**TASK GOAL:**
Return the listing below verbatim. Pictures do not belong in the copy.
── RAW DATA ──
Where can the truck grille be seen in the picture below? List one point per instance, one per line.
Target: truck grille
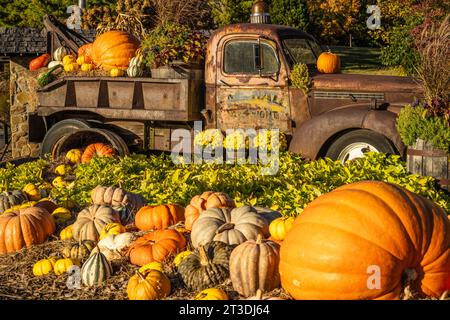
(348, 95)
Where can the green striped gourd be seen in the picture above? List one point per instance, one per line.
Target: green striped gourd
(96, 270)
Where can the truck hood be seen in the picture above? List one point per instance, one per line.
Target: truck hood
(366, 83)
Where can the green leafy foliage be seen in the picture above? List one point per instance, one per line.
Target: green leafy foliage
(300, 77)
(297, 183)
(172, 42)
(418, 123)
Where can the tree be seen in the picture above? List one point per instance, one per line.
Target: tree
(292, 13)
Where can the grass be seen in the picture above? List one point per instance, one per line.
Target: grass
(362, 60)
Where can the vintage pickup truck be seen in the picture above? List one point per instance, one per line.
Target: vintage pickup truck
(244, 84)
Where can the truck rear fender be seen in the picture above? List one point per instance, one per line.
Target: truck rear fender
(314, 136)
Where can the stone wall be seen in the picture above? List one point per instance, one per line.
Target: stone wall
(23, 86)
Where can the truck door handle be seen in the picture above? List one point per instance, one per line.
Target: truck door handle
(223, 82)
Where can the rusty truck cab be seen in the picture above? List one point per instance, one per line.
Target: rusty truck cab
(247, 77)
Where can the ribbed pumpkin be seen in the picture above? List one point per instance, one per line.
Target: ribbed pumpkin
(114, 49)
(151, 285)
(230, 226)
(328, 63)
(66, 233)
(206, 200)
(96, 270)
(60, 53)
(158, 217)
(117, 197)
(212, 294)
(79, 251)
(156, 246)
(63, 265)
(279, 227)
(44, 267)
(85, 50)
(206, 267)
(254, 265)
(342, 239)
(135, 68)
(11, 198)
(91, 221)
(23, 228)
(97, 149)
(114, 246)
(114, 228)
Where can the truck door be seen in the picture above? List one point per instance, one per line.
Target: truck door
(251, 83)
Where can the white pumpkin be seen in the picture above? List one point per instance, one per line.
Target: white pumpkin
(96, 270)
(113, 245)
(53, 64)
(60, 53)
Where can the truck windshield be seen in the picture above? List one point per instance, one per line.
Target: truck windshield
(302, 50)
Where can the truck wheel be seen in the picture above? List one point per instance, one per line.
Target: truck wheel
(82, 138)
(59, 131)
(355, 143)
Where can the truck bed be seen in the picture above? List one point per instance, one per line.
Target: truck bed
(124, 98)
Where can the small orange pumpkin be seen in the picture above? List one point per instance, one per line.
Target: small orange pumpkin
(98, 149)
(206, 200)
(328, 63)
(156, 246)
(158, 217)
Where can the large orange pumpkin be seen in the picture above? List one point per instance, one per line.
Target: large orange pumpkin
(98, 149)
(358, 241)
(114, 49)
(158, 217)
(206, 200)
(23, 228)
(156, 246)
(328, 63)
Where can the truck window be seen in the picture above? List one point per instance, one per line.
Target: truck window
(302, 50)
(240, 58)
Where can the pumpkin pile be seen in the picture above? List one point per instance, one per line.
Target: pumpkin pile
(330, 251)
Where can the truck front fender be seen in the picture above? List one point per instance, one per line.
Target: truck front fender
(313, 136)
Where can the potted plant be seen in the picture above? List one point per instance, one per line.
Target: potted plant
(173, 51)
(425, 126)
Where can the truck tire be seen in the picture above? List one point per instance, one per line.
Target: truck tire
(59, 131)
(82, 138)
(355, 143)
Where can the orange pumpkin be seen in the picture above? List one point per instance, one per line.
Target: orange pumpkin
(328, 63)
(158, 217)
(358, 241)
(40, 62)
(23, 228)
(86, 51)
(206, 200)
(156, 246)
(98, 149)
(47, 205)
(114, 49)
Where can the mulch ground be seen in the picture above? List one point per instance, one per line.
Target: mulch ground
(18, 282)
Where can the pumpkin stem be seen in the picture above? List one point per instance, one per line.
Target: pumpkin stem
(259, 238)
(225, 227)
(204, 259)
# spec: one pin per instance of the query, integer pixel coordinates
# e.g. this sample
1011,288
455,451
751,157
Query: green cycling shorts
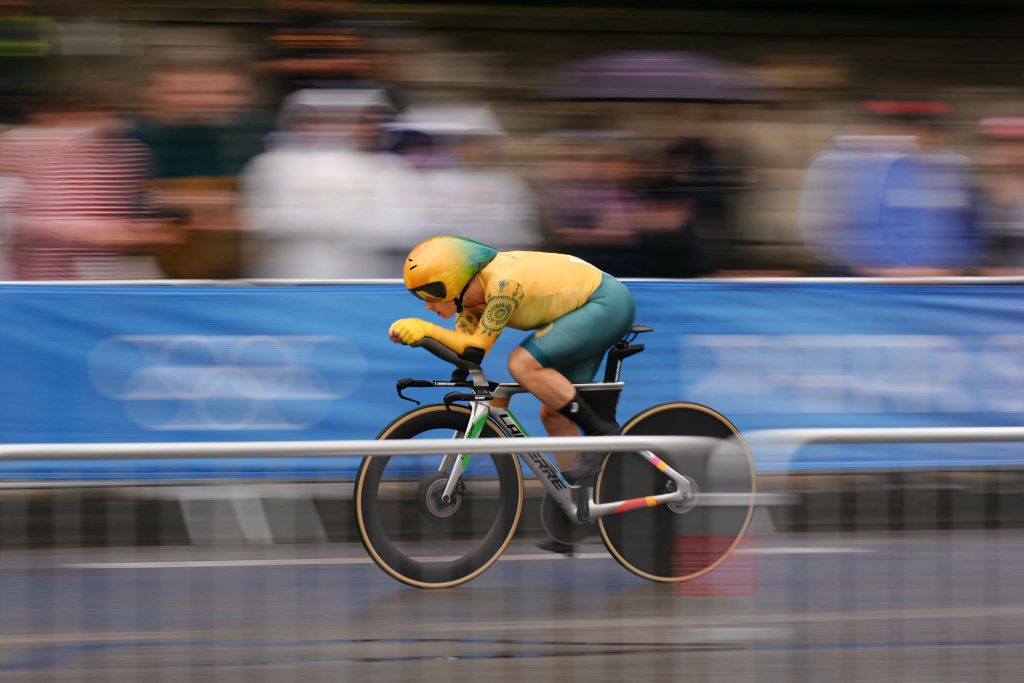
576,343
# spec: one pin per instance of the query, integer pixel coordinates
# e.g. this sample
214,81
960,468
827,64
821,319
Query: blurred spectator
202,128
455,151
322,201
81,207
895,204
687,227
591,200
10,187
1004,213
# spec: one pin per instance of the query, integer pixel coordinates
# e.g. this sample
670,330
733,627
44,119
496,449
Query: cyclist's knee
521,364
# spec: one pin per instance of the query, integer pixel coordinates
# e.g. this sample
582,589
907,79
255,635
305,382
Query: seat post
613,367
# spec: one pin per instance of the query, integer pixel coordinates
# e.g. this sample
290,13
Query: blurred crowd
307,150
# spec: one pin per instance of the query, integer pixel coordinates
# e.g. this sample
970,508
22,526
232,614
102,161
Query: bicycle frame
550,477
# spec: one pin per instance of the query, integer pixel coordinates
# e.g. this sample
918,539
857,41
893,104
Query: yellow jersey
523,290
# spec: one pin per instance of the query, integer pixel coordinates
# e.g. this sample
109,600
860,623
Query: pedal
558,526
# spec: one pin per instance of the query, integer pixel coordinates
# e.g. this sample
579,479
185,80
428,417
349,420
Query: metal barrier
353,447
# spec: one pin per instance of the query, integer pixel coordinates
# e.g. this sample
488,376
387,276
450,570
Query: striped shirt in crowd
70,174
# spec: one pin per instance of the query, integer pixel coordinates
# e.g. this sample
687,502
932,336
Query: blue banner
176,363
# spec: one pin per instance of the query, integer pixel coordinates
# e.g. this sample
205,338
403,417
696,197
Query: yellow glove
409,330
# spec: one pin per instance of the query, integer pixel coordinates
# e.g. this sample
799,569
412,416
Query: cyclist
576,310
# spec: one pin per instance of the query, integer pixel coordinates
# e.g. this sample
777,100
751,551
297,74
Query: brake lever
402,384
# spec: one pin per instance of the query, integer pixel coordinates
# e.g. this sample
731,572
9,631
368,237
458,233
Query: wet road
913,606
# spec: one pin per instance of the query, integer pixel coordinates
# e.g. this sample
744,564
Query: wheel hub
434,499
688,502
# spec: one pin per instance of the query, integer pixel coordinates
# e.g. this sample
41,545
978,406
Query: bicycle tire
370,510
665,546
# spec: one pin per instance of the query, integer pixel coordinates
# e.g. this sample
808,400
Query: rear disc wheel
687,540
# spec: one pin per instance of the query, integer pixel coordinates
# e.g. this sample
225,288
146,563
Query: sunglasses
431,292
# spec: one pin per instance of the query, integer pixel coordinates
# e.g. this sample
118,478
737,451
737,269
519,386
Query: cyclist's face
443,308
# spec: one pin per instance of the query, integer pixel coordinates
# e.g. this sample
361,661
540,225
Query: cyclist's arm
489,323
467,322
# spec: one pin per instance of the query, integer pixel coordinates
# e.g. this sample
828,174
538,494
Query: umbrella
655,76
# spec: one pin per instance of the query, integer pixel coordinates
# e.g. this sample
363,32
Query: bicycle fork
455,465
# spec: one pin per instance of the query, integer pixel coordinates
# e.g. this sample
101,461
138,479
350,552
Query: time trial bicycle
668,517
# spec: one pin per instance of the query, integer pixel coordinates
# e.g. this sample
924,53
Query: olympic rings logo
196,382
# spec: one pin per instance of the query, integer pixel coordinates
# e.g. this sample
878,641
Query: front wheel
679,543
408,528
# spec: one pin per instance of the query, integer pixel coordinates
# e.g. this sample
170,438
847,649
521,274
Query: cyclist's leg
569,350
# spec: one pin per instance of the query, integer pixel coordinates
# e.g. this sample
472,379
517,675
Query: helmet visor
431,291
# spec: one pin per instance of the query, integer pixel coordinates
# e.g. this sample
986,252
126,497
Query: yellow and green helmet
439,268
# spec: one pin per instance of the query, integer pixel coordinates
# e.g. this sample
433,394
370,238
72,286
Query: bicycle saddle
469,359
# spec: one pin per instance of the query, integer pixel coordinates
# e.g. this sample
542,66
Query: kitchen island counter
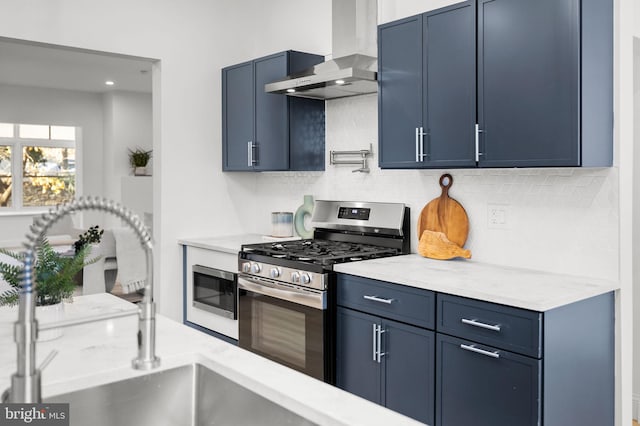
───
**THE RESPONSE:**
Where can the truck grille be seen in the picture below? List one point per instance, one per line.
Target: truck grille
(348, 95)
Where can the green striped gourd be seen in the picture above? List one point per instance, one per line.
Target: green striped gourd
(96, 270)
Where can the truck hood be seen in the picture above? List one point per instance, one per line.
Target: truck hood
(366, 83)
Where can the green leafy foliage be seen in the picture above? List one point per instance, one per line.
Target: green leafy foliage
(300, 77)
(297, 183)
(172, 42)
(418, 123)
Where can the tree be seen in the picture above? List one point per instance, one per line.
Target: tree
(292, 13)
Where can the grass be seen in the picture above? List one point per instance, one per line.
Target: grass
(362, 60)
Where can the vintage pickup truck be seen in the picture above? List one point per instance, one per line.
Target: vintage pickup truck
(244, 84)
Where can the truck rear fender be seen in the picture above? List one point per instance, one per line.
Target: truck rear fender
(314, 136)
Where can the stone wall be seen in the picture above? List one point per instance, one per line.
Target: stone wall
(23, 86)
Where can the truck door handle be seen in the picture above? List one point per instance, one per line.
Target: truck door handle
(223, 82)
Where can the rusty truck cab be seen in the picture above? List one point per instance, one per line.
Target: rusty truck cab
(247, 77)
Where can the ribbed pumpkin be seen in the picture above? List one point per instance, one per line.
Target: ribbed pumpkin
(114, 49)
(151, 285)
(230, 226)
(328, 63)
(66, 233)
(206, 200)
(96, 270)
(60, 53)
(158, 217)
(117, 197)
(212, 294)
(79, 251)
(156, 246)
(63, 265)
(279, 227)
(44, 267)
(85, 50)
(206, 267)
(254, 265)
(342, 239)
(135, 68)
(11, 198)
(91, 221)
(23, 228)
(97, 149)
(114, 246)
(114, 228)
Where can the truck door be seen in the picture above? List one point per instance, one per line.
Target: truck door
(251, 83)
Where can the white pumpkin be seen in the picture above? List one point per instance, one per line.
Target: white pumpkin
(96, 270)
(113, 245)
(53, 64)
(60, 53)
Where can the truck windshield be seen in the picture above? List one point per instance, one per line.
Target: truck windshield
(302, 50)
Where can the truck wheel be seen in the picture above? List one point per instance, one per line.
Target: truck wheel
(82, 138)
(59, 131)
(355, 143)
Where can the truck bed be seen in the picture above? List one point per instance, one per line.
Target: truck bed
(124, 98)
Where can the small orange pumpkin be seen in the picture above? List one point per instance, one per line.
Target: small orange pumpkin
(98, 149)
(206, 200)
(328, 63)
(156, 246)
(158, 217)
Where can the large orange pumpkin be seen in the picture above? List one point per instance, one per line.
Target: large orange pumpkin
(98, 149)
(358, 241)
(114, 49)
(158, 217)
(206, 200)
(23, 228)
(156, 246)
(328, 63)
Where can the truck window be seen in the picture above? List one point per instance, one per line.
Target: truck window
(302, 50)
(240, 58)
Where can the pumpkin pile be seen in the picture above? List one point per instance, one per line.
Target: pumpkin pile
(330, 251)
Where can the truck front fender be seen in the picture above? List one point per instance, one per line.
Target: truck front fender
(313, 136)
Where can the potted plant be seen in the picture above? List one point per instance, one per line.
Target: potted plant
(173, 51)
(425, 126)
Where can the truck tire be seen in the picture above? List one point per instance, one per line.
Target: truck tire
(59, 131)
(82, 138)
(355, 143)
Where can the orange pumpkin be seen in the picture above? List one point per instance, one per line.
Target: orange pumpkin
(328, 63)
(158, 217)
(358, 241)
(40, 62)
(23, 228)
(86, 51)
(206, 200)
(156, 246)
(98, 149)
(47, 205)
(114, 49)
Where can the mulch ground be seen in the picture above? List one point per instance, one per line.
Target: mulch ground
(18, 282)
Where can the pumpkin stem be seen in the picture above? List one point per instance, one per line.
Target: pumpkin stem
(259, 238)
(225, 227)
(204, 259)
# spec: one pin per instance of the query, integer pixel coordinates
# e.g. this sample
1011,288
455,451
751,157
Query: green cycling shorts
576,343
# spec: one pin per instance of the query, integer pixel coordinates
# e.g. this sample
214,81
960,468
827,64
821,319
Query: blurred spectator
202,128
455,151
322,201
81,207
895,204
687,227
591,200
10,187
1004,213
# spec: one pin per instance of the query, integer pixel coordinates
# e.g. this sample
670,330
733,627
44,119
496,449
Query: cyclist's knee
521,364
# spec: one pin per instance of the query, integer pixel coordinates
# e.g. this sample
582,589
907,79
255,635
305,382
Query: seat post
613,367
# spec: one pin per instance of the query, integer pixel coordinates
# e.g. this sample
290,13
Query: blurred crowd
307,150
# spec: one pin per instance of the query, integer pixel coordinates
# e.g. this sample
970,508
22,526
232,614
102,161
Query: bicycle frame
550,477
# spec: one pin per instance of the query, integer pixel coordinates
# e.g. this sample
918,539
857,41
893,104
Query: yellow jersey
523,290
# spec: one pin per instance of the query, integer pixel coordinates
# e.g. this sample
109,600
860,623
Query: pedal
558,526
# spec: one pin per instance of the query, integer pixel coordinates
# e.g. this sample
579,479
185,80
428,417
349,420
Query: metal barrier
353,447
# spec: one pin per instance of the query, integer pixel coordinates
# e.g. this sample
488,376
387,276
450,570
Query: striped shirt in crowd
70,174
# spec: one pin per instance of the query, integer pixel coordinates
# e.g. this sample
687,502
932,336
Query: blue banner
176,363
# spec: one pin per instance of the query, integer pixel coordinates
# e.g. this sample
205,338
403,417
696,197
Query: yellow glove
409,330
# spec: one pin per instance of the query, integer pixel coordinates
# e.g. this sample
799,569
412,416
Query: cyclist
576,310
# spec: one pin per instance of the query, integer pixel coordinates
# e.g. this sample
777,100
751,551
297,74
Query: brake lever
402,384
# spec: one pin per instance of the query, integer pixel coordinates
# e.g. this sample
731,572
9,631
368,237
458,233
Query: wet road
913,606
# spec: one pin per instance of the query, integer pixel coordinates
# e.g. this sample
744,564
Query: wheel hub
434,499
688,502
# spec: one pin per instance of the query, integer pixel coordinates
# e.g. this sample
41,545
978,406
Query: bicycle tire
370,510
665,546
# spec: one pin per instance of the query, integer pixel coordinates
# e.g. this sample
808,400
Query: rear disc wheel
687,540
# spec: one pin per instance of the query, integer pixel coordinates
# e.g. this sample
225,288
146,563
Query: sunglasses
431,292
# spec: one pin per instance of the query, integer pixel coordinates
# e.g. this sample
118,478
737,451
737,269
519,386
Query: cyclist's face
443,308
# spec: one pin per instance of the query, integer pixel coordinates
# e.g. this sample
361,661
540,225
Query: cyclist's arm
489,323
467,322
# spec: one pin per instance of the query, integer pixel coordinates
# e.g. this sample
828,174
538,494
Query: umbrella
655,76
# spec: one pin per instance of the query, integer pixel coordinates
# e.g. this sample
363,32
Query: bicycle fork
455,465
# spec: one pin per instance of the query, integer pixel coordinates
# e.g. this sample
101,461
138,479
350,552
Query: time trial bicycle
668,517
# spec: one pin per instance of the query, integer pixel coordinates
# e.g. this sample
924,53
Query: olympic rings logo
196,382
# spec: one pin per instance of the query, integer pixel coordinates
# e.g. this sample
878,641
Query: front wheel
679,543
408,528
# spec: one pin per instance of the query, integer pixel coordinates
# e.g. this sample
170,438
847,649
521,274
Query: cyclist's leg
569,350
# spec: one pin per instance of the query, integer pixel coordinates
# e.g. this sample
472,379
517,675
Query: helmet visor
431,291
# spec: one pin per instance of the query, integer pixel coordinates
# e.g. this sample
986,252
126,497
Query: yellow and green helmet
439,268
# spec: one pin per instance of the query, integer pixel coordinates
# e.g. this sample
433,394
370,238
72,286
Query: bicycle saddle
469,359
# spec: one pin per instance of the query, integer pixel coordinates
# e.g. this sample
542,66
Query: kitchen island counter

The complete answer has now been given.